------ Records for processing ------

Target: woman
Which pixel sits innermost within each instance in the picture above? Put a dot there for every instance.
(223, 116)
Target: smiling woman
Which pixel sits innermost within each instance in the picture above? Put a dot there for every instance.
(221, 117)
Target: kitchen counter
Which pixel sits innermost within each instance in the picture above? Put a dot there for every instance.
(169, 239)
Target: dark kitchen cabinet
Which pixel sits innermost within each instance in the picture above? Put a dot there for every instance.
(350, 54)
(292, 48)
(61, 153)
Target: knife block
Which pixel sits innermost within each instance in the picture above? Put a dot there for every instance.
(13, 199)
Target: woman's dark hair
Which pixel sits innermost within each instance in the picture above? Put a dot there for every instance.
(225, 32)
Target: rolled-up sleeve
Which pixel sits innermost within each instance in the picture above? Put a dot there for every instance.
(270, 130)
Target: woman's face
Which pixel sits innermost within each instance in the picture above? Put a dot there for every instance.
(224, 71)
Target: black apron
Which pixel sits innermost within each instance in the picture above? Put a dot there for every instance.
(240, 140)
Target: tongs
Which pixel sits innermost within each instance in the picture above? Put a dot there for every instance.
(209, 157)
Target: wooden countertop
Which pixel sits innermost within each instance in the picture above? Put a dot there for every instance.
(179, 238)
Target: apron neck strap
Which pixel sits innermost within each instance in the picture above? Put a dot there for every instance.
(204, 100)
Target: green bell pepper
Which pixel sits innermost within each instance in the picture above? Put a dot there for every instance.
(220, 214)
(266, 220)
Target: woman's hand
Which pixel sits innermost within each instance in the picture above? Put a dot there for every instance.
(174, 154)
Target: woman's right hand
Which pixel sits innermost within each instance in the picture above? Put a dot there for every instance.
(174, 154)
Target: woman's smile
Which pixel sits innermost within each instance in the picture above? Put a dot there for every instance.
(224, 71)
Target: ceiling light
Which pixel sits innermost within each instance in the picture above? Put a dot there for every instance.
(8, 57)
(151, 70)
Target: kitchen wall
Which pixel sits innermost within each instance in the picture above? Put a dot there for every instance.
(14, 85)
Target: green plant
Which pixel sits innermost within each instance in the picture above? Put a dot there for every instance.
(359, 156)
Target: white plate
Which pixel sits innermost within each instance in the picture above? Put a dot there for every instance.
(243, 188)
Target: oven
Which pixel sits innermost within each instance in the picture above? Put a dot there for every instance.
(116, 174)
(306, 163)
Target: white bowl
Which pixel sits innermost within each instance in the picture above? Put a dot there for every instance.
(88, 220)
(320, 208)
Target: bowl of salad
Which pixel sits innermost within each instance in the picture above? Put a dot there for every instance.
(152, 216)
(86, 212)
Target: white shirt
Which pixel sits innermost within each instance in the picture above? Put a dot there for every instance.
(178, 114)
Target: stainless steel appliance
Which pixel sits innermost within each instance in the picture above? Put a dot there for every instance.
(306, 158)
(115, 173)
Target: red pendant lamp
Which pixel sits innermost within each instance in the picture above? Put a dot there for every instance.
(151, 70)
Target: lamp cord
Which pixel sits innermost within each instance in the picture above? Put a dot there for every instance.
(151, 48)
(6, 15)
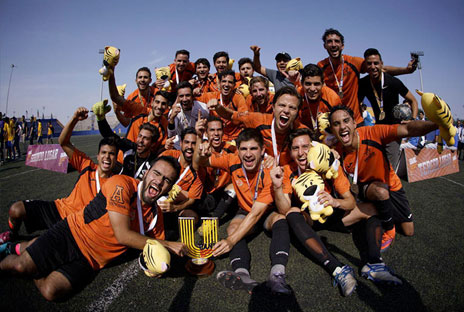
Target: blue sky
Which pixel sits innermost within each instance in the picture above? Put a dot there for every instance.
(54, 44)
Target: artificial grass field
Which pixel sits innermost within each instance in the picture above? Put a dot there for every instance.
(431, 263)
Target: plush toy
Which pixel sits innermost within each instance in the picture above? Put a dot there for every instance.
(321, 163)
(164, 73)
(294, 64)
(110, 60)
(306, 187)
(155, 259)
(439, 112)
(122, 89)
(100, 109)
(322, 160)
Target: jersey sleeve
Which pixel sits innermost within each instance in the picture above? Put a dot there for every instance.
(80, 160)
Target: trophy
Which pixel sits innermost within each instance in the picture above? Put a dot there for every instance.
(199, 264)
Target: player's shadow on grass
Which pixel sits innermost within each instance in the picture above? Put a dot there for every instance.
(181, 302)
(262, 299)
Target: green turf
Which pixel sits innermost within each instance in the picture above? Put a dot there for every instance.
(430, 263)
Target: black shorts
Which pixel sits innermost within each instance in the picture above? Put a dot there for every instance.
(56, 250)
(40, 215)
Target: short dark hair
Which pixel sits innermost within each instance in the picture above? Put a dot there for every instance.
(372, 51)
(184, 52)
(259, 79)
(220, 54)
(202, 61)
(296, 133)
(154, 131)
(287, 90)
(143, 69)
(183, 85)
(171, 161)
(111, 141)
(244, 60)
(340, 107)
(248, 134)
(188, 130)
(212, 118)
(311, 70)
(227, 72)
(332, 31)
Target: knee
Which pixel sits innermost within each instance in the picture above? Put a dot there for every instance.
(17, 210)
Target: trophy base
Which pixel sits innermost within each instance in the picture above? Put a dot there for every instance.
(200, 267)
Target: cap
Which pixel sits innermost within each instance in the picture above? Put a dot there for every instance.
(283, 55)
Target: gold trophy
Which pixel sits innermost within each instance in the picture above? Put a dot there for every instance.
(199, 265)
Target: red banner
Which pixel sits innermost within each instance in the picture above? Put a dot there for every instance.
(429, 164)
(47, 156)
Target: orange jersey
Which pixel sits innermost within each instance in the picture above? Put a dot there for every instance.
(310, 109)
(85, 188)
(352, 68)
(217, 178)
(238, 103)
(91, 227)
(263, 122)
(373, 164)
(186, 75)
(136, 104)
(192, 181)
(246, 192)
(266, 108)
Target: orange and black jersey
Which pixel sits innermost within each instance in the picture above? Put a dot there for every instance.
(373, 164)
(92, 229)
(352, 68)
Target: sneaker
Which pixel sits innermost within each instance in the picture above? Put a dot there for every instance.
(380, 273)
(278, 285)
(344, 277)
(234, 281)
(6, 236)
(6, 249)
(387, 239)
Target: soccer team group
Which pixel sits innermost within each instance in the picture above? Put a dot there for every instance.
(227, 152)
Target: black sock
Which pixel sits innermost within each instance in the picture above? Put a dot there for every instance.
(312, 242)
(374, 239)
(280, 243)
(385, 213)
(240, 256)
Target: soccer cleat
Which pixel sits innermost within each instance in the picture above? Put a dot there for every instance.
(234, 281)
(344, 277)
(6, 236)
(387, 239)
(380, 273)
(6, 249)
(278, 285)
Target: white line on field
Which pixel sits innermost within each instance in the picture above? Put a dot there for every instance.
(452, 181)
(113, 291)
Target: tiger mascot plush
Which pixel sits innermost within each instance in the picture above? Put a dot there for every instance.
(321, 163)
(110, 60)
(439, 112)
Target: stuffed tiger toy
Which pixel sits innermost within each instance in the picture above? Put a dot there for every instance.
(439, 112)
(306, 187)
(110, 60)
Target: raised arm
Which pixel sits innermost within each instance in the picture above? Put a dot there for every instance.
(65, 137)
(256, 61)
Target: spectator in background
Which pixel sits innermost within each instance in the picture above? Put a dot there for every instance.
(368, 120)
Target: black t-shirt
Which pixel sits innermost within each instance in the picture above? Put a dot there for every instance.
(392, 88)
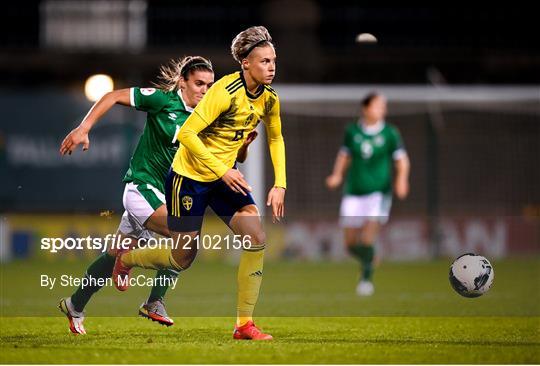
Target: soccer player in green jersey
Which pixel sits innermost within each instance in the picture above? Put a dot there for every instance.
(182, 85)
(372, 150)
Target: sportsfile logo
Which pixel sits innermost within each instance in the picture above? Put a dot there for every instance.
(115, 242)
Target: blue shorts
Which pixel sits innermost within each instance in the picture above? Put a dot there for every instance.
(187, 200)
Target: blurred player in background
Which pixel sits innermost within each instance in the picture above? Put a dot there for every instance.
(204, 174)
(182, 84)
(371, 151)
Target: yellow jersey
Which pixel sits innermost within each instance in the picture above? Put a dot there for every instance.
(211, 137)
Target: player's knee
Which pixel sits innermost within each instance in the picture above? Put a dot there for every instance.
(183, 259)
(258, 238)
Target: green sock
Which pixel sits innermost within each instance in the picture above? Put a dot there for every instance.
(364, 254)
(102, 267)
(159, 289)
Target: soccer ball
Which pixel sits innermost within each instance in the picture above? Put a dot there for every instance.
(471, 275)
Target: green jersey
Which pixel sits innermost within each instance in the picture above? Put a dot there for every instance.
(373, 150)
(166, 113)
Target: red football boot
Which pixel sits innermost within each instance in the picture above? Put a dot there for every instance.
(120, 272)
(250, 331)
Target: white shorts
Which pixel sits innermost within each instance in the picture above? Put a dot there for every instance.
(356, 210)
(138, 209)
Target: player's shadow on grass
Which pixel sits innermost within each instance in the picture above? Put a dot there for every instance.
(420, 342)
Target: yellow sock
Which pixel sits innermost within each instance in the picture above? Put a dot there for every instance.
(249, 283)
(156, 258)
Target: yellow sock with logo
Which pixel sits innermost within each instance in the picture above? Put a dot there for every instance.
(155, 258)
(250, 273)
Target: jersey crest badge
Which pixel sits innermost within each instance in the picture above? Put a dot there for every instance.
(187, 202)
(147, 91)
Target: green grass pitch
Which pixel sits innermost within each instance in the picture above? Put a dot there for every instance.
(309, 308)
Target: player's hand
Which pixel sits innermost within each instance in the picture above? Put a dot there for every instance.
(401, 188)
(250, 138)
(73, 139)
(235, 180)
(333, 181)
(276, 199)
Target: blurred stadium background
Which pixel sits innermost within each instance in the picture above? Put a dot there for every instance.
(463, 87)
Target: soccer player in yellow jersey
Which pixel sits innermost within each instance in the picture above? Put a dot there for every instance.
(203, 174)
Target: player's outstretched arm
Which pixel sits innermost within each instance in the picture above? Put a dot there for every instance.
(79, 135)
(341, 165)
(242, 153)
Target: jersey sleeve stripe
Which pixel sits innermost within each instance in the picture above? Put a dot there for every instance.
(233, 84)
(270, 90)
(132, 96)
(234, 89)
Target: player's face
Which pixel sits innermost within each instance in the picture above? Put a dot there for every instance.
(196, 86)
(261, 64)
(376, 110)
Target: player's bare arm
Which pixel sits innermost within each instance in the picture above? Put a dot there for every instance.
(79, 135)
(341, 165)
(401, 181)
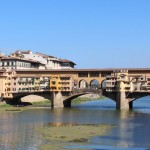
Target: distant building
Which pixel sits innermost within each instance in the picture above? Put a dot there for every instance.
(19, 63)
(50, 62)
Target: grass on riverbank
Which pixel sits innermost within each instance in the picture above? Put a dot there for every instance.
(61, 136)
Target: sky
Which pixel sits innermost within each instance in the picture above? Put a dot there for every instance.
(91, 33)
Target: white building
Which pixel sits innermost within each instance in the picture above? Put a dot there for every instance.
(50, 62)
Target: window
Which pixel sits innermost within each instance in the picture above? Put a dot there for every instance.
(2, 63)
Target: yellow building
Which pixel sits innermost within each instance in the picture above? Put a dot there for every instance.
(62, 83)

------

The range runs from the line above containing "Target: woman's dark hair" to the line containing "Target: rolled-up sleeve", inclusive. Restate those lines word for word and no others.

Target: woman's dark hair
Which pixel sits innermost within each instance in the picture above? Put a dot there for every instance.
(225, 32)
Target: rolled-up sleeve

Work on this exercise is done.